• GIVEN RECORDS
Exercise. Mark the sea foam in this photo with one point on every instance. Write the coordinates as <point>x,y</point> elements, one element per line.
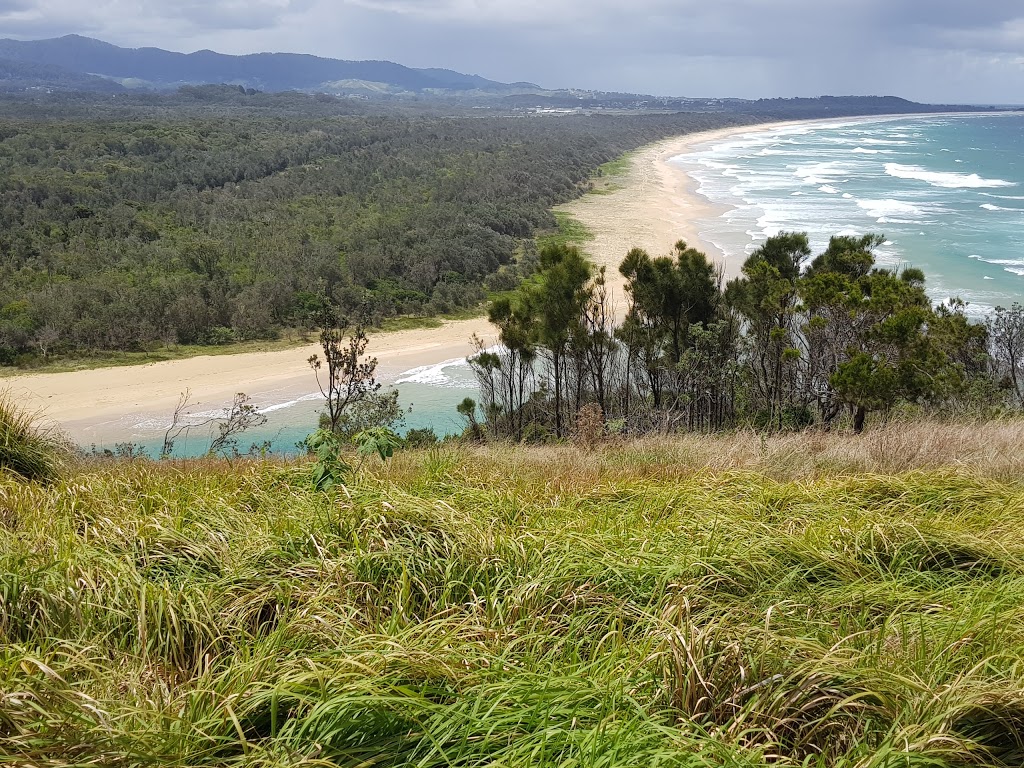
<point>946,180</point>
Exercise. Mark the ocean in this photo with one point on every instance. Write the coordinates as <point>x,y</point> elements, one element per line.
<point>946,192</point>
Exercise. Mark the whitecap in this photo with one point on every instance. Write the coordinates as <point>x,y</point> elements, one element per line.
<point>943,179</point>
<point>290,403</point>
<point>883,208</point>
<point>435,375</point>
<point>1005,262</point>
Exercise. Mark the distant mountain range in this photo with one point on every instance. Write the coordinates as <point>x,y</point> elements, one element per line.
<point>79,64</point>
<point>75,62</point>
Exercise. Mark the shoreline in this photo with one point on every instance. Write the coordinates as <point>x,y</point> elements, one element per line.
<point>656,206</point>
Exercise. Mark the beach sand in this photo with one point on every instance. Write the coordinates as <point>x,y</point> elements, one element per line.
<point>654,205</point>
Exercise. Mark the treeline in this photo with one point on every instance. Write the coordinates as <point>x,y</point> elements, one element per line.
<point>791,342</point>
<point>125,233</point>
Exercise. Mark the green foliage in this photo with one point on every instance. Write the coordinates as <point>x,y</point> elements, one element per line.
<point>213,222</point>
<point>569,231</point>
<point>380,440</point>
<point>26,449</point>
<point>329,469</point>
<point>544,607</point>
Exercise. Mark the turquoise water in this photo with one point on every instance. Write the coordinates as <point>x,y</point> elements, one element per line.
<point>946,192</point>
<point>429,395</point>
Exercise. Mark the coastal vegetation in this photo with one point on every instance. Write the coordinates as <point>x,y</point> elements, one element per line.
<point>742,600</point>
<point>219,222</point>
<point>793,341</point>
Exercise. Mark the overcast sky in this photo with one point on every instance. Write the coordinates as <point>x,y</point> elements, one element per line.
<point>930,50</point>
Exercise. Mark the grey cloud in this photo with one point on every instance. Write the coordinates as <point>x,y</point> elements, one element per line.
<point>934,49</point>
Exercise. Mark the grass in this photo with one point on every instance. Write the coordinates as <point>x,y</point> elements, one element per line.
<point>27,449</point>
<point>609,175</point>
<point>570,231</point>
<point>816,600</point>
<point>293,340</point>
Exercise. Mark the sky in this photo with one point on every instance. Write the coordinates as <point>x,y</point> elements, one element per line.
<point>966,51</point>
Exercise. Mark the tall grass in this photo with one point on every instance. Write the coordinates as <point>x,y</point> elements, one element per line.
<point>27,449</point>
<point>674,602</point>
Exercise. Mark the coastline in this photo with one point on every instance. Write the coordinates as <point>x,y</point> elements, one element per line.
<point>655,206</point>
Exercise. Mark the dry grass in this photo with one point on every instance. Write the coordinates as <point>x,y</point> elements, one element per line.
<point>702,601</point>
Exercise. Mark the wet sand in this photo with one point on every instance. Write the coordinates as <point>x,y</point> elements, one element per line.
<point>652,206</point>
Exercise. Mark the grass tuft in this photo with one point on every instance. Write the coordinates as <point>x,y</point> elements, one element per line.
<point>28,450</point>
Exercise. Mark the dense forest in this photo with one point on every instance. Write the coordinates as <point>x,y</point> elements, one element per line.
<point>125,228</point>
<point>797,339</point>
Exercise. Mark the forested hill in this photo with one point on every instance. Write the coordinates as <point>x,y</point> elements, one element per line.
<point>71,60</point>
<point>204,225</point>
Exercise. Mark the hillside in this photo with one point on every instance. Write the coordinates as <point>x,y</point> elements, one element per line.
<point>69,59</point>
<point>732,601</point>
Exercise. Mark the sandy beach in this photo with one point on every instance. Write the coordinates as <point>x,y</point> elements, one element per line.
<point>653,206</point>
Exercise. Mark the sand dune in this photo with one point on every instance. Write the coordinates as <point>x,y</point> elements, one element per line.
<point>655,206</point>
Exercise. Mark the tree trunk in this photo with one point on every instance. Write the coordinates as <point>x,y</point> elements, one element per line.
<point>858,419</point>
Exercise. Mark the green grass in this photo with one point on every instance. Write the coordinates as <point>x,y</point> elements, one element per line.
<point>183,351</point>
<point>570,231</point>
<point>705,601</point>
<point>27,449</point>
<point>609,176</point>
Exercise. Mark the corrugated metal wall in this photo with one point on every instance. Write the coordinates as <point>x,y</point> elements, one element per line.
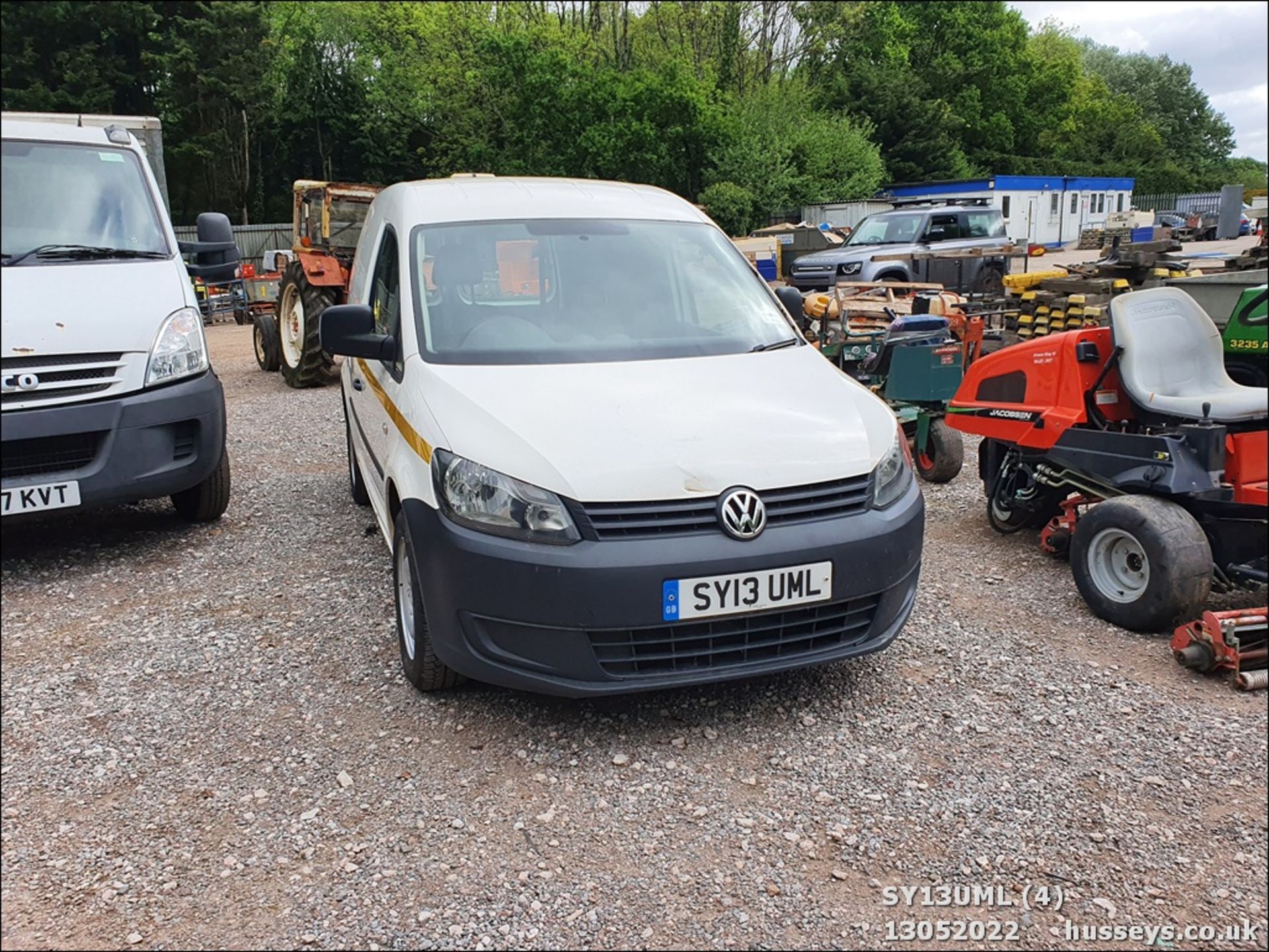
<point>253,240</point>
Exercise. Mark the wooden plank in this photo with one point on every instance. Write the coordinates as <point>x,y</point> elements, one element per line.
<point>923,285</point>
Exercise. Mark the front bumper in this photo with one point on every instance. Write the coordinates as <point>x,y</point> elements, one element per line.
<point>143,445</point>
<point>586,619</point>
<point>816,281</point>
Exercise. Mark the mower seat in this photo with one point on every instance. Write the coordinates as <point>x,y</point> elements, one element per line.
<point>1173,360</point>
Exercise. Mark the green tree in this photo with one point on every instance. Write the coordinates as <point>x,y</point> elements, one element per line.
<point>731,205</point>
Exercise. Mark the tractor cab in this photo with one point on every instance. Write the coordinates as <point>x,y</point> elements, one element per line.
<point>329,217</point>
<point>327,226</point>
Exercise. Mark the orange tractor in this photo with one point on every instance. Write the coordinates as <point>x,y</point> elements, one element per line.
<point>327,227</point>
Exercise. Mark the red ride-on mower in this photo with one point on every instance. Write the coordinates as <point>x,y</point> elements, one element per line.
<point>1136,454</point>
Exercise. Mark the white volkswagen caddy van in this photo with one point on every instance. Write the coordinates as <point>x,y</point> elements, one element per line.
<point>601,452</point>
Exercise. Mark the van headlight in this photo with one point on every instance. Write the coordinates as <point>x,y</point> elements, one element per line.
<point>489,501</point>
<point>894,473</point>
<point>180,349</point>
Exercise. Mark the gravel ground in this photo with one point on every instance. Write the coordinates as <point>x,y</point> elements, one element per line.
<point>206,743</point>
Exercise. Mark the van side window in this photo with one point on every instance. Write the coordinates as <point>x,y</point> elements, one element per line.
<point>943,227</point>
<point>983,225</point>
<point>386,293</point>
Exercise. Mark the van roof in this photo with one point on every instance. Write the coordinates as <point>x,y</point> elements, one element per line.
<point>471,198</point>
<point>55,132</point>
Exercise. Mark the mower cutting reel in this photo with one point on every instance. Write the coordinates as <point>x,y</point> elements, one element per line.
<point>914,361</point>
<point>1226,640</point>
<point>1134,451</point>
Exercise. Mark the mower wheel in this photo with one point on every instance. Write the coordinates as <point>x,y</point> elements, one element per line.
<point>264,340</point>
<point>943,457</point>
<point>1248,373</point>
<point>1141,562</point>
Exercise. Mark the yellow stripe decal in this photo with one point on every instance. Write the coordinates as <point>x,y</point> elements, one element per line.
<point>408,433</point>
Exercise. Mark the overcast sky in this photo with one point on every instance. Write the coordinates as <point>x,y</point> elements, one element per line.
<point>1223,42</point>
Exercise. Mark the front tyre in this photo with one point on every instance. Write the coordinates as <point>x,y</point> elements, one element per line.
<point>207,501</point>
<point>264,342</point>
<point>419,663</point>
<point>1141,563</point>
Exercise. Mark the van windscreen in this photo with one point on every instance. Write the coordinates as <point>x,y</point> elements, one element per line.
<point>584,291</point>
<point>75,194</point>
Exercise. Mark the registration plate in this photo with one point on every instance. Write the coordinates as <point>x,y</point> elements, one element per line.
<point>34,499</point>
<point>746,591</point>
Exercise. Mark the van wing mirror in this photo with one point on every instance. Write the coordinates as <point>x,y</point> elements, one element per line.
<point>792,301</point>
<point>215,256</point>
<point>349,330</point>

• DIRECTIONS FOR THIS TASK
Swap every "Mark" in the records above for "Indicate", and change nothing else. Leave the pictures out of your answer.

• RIGHT ANSWER
Exercise. Indicate the sea foam in this photo with one point on every instance. Write the coordinates as <point>x,y</point> elements, one element per line.
<point>946,180</point>
Exercise. Indicate the ocean in this photo with one point on every instance. Write the coordinates as <point>x,y</point> elements, one element per line.
<point>946,192</point>
Exercise. Indicate the whitecap in this photo with one point on every instance. Write the coordinates as <point>x,y</point> elements, one element per line.
<point>943,179</point>
<point>290,403</point>
<point>883,208</point>
<point>435,375</point>
<point>1005,262</point>
Exercise. Indicate the distant mountain range in this photo with one point on every instance. Write the coordinates as <point>x,y</point> elements, one element per line.
<point>79,64</point>
<point>75,62</point>
Exercise. Indicate the shoreline in this photo with one point on every instance. Write the coordinates as <point>x,y</point> elements, one element per line.
<point>656,206</point>
Exercise. Indicate the beach sand in this photo with one point on every instance. Write the coordinates as <point>x,y</point> elements, one element per line.
<point>654,205</point>
Exercise. Indicate the treeline in this photo with one point on every instance. Write the coordinates as <point>x,y</point> elements, one element per line.
<point>791,342</point>
<point>125,233</point>
Exercise. Indicate the green foliage in this photo with one point on every instance. Write the coordinates as <point>x,y</point> elements, one element per line.
<point>213,222</point>
<point>569,231</point>
<point>380,440</point>
<point>26,449</point>
<point>329,469</point>
<point>544,607</point>
Exercise. Indicate the turquoise water in this photo with one point on every instance. Write the coordinates as <point>x,y</point> elements, one element per line.
<point>946,192</point>
<point>429,395</point>
Exercise. Indicate the coastal vegetation in this photo with one point on every instance. Write the coordinates as <point>x,y</point> elements, one element per line.
<point>742,600</point>
<point>219,222</point>
<point>793,341</point>
Exercise. Indicate the overcast sky in this photo with one point on every instance. Write the coordinates as <point>x,y</point> elements, one element per line.
<point>930,50</point>
Exercise. Indicate the grey cloud in this photo with one point on every instance. Write the coordinates as <point>x,y</point> elements, one element per line.
<point>934,49</point>
Exercise. Indicate the grass in this photo with one point on every instance. Write the coordinates as <point>x,y</point> elements, one element per line.
<point>27,449</point>
<point>609,175</point>
<point>570,231</point>
<point>816,600</point>
<point>293,340</point>
Exercise. Indicate the sky in this photo with one point on every instance. Write the coordinates as <point>x,y</point> elements, one element per line.
<point>966,51</point>
Exercise. Indicate the tall grass in this photo with one point on every instance. Write the coordinates as <point>x,y</point> elements, one element per line.
<point>27,449</point>
<point>674,602</point>
Exercise. Indicate the coastline in this photo with one point on every instance. Write the coordinates as <point>x,y</point> elements, one element per line.
<point>655,206</point>
Exercise. Indicate the dry grass in this photo with one point on every instance. Write the coordinates as <point>x,y</point> elements, one element per line.
<point>702,601</point>
Exercise. Indicate the wet sand in this photo with one point on every instance. Write the coordinates as <point>x,y</point> elements, one element per line.
<point>652,206</point>
Exercise. Indicate the grass tuft in this photo with one point on every instance. Write the coordinates as <point>x,y</point> elements, one element per line.
<point>28,450</point>
Exercise. Indicate the dense forest in this photo with one point on every instance. Write the coordinates as <point>x,y</point> elements, one element per line.
<point>125,228</point>
<point>797,339</point>
Exercise. Indicate the forested hill in this photo with one point on every instance. Write the coordinates as <point>x,y</point> elements, one element per line.
<point>71,60</point>
<point>204,225</point>
Exercise. Indicate the hillside in this photo with one point on every instance. Write the coordinates as <point>x,y</point> elements, one element per line.
<point>69,59</point>
<point>732,601</point>
Exercise. Indicate the sandy beach in this photo with one point on every instance. Write the coordinates as <point>x,y</point> elements, one element per line.
<point>653,206</point>
Exercise. Indicate the sand dune in this photo with one point on every instance. Write the coordinates as <point>x,y</point> elements, one element per line.
<point>655,206</point>
Exercise. Indicate the tree trunk in this photo with one point on every instance. Write the coordinates as <point>x,y</point> elements, one element per line.
<point>858,419</point>
Exercise. Indicate the green grass in this photo with one point on every instance. Write the coordinates as <point>x,y</point> elements, one element per line.
<point>183,351</point>
<point>570,231</point>
<point>705,601</point>
<point>27,449</point>
<point>609,176</point>
Exercise. Indicate the corrugated metal wall in this photo with one point on every instance. Write the coordinates as <point>x,y</point> elements, one element per line.
<point>253,240</point>
Exercise. Indicate the wooden plank in this photo with one point on every instance. Write the coordinates as <point>x,y</point> elements, one element per line.
<point>923,285</point>
Exercise. Indicate the front bumper in this photo with one point on every instance. Write the coordinates as <point>x,y</point> elements, one element per line.
<point>143,445</point>
<point>586,619</point>
<point>816,281</point>
Exercise. Indicate the mower seat in this photo with one point on every instance. Write the coordinates as <point>x,y</point> elements, one element per line.
<point>1173,360</point>
Exercise. Indicate the green tree in this photo with one point on every instance. Write the coordinates as <point>x,y</point> elements, one element per line.
<point>731,205</point>
Exercise. Indicate the tractor cab in this photo with one point on every instance. Write the coordinates as <point>x,y</point> elements, one element per line.
<point>329,217</point>
<point>327,226</point>
Exercise. Indicate the orange tractor in this photo with one point on every instance. Write the coordinates as <point>x,y</point> elements, one element per line.
<point>327,227</point>
Exercise. Indicate the red ride-on mower in this photo with one point on every instance. Write the coordinates as <point>x,y</point> elements, one element per line.
<point>1136,454</point>
Exercise. Indicate the white volkswagen caddy van in this photo with one point on every instance. Write the coordinates as <point>x,y</point> elements, one element per line.
<point>601,452</point>
Exercise. Indicate the van headlight in this photo with one point on every instance. Write the coordinates as <point>x,y</point> elements, one element per line.
<point>489,501</point>
<point>894,473</point>
<point>180,349</point>
Exercise. Indicate the gravel ground in this photo with one point on every instance. Write the coordinates as <point>x,y</point> elements, one element per line.
<point>206,743</point>
Exercise. Indicate the van side window in this photo with one point on every instance. Write the coordinates as <point>x,y</point> elements, one element per line.
<point>943,227</point>
<point>983,225</point>
<point>386,293</point>
Exercise. Indicate the van roof in this photo with one point on every instance. Write the coordinates as <point>x,y</point> elements, one element per line.
<point>471,198</point>
<point>55,132</point>
Exercise. Indicate the mower cutting reel in this photo with one point on every instance. Write the coordinates as <point>x,y</point> elements, one element per line.
<point>914,361</point>
<point>1226,640</point>
<point>1134,451</point>
Exercise. Indicate the mower wheel in this photo with one point on every instance. Write the coordinates as <point>x,y</point> elements, one element per line.
<point>264,340</point>
<point>943,457</point>
<point>1248,373</point>
<point>1141,562</point>
Exercise. Indicate the yellow stripe decal in this photo with one point on every instance. Write the coordinates as <point>x,y</point> elements, one element per line.
<point>408,433</point>
Exercise. Indicate the overcast sky in this photo with one point on every instance. Write the coordinates as <point>x,y</point> elements, one element per line.
<point>1223,42</point>
Exercise. Indicate the front tyre in this photo with one point on every instance. Write the coordinates as <point>x,y</point> elements, one element per line.
<point>207,501</point>
<point>264,342</point>
<point>419,663</point>
<point>1141,563</point>
Exercise. Indicate the van windscreen in this photo with one point on every instance. Write the coordinates as <point>x,y</point> elements, one element per line.
<point>584,291</point>
<point>75,194</point>
Exercise. Indicate the registration plate in this photo with one point on every instance. Write the coordinates as <point>x,y</point> elements, one element per line.
<point>34,499</point>
<point>746,591</point>
Exercise. Indicate the van wing mirror in this photo with one point on every instance. Write the coordinates as <point>x,y</point> elements, one element per line.
<point>792,301</point>
<point>215,256</point>
<point>349,330</point>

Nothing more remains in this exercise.